Extract every line of the records below that contains the word "order", and copy each one in full.

(Records taken from a dataset)
──────────────────────────────
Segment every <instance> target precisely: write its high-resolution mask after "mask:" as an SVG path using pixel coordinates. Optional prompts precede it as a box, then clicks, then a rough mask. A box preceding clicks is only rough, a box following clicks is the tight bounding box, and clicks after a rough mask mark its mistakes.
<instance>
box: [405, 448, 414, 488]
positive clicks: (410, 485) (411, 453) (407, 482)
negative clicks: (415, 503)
──────────────────────────────
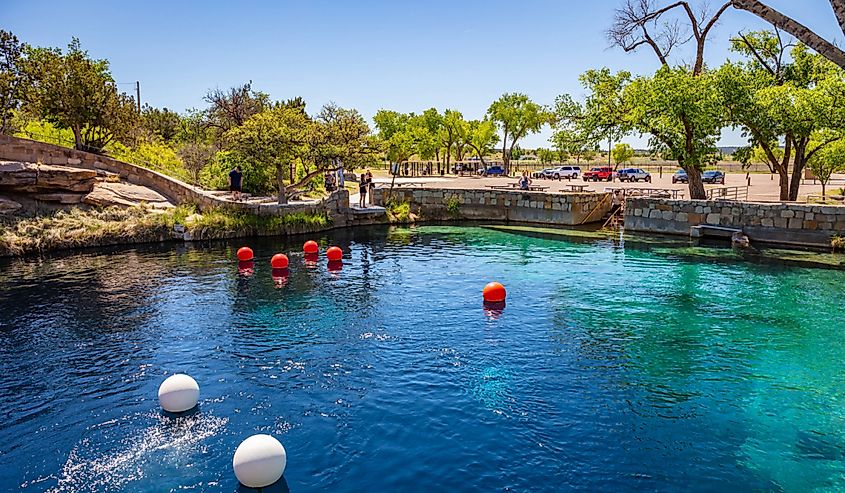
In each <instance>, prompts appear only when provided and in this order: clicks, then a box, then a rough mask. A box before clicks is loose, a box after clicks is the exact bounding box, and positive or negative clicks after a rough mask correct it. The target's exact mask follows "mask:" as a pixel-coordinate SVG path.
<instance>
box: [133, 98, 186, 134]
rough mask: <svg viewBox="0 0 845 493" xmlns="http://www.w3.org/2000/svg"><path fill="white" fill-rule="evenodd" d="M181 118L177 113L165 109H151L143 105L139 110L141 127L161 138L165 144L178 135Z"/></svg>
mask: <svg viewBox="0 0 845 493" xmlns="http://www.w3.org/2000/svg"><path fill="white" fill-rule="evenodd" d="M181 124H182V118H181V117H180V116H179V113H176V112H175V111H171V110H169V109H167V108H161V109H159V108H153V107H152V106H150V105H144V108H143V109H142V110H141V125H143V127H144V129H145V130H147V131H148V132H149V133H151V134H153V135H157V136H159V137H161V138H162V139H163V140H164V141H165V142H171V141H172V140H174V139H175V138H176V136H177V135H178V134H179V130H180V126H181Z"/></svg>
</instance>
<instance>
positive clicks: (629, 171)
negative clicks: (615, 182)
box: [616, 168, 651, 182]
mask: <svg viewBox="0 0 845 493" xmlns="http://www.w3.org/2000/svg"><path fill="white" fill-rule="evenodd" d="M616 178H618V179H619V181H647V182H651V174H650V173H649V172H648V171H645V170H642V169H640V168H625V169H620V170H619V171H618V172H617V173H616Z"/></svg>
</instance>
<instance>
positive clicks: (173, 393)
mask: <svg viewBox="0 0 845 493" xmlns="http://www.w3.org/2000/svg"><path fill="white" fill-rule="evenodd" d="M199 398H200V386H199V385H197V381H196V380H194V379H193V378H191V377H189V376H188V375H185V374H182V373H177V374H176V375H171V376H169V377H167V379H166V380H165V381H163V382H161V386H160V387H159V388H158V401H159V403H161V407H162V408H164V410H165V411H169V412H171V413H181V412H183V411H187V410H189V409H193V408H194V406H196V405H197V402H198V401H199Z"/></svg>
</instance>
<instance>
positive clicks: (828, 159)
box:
──────────────────────────────
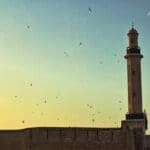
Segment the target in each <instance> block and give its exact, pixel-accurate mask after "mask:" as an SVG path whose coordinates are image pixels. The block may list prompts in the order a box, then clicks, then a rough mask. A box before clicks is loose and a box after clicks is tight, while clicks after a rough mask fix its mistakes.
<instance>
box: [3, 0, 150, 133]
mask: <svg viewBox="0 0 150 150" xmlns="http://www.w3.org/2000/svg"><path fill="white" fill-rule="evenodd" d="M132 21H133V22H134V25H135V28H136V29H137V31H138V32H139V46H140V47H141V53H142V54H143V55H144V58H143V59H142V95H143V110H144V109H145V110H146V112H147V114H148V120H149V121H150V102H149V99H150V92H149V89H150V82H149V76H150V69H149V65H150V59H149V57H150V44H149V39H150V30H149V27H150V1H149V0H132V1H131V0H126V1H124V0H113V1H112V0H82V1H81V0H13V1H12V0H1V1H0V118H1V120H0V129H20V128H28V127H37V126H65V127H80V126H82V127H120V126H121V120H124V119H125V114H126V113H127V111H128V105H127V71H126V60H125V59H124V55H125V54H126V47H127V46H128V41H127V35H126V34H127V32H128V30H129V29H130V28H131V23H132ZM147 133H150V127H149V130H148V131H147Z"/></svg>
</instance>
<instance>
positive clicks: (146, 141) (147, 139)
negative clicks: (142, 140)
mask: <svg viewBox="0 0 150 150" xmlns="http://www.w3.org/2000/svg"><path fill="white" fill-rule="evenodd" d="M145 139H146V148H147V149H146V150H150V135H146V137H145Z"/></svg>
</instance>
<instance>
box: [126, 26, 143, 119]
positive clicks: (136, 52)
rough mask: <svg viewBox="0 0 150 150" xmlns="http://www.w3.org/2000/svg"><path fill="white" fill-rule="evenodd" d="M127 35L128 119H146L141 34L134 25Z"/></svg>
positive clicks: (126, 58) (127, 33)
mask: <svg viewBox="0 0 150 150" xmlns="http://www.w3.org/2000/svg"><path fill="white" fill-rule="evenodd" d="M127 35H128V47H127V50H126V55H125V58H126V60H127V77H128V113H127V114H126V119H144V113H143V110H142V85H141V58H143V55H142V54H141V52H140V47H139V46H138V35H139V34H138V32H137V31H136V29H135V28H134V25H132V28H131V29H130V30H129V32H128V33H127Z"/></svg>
──────────────────────────────
__RESPONSE AREA__
In each <instance>, prompts appear only when provided and in this order: clicks, then a box, then a rough mask. A box before clicks is loose, a box after clicks is the exact bounding box, and positive or negative clicks after a rough mask correct it. The target's exact mask follows "mask:" as a pixel-coordinate SVG path.
Segment the target in each <instance> block and give its exact, pixel-accurate mask after "mask:" as an SVG path whose coordinates are image pixels. The block may list prompts in the order a box, then clicks, then a rough mask. A box before clicks is loose and a box after clicks is tight, while clicks after a rough mask fix its mistakes.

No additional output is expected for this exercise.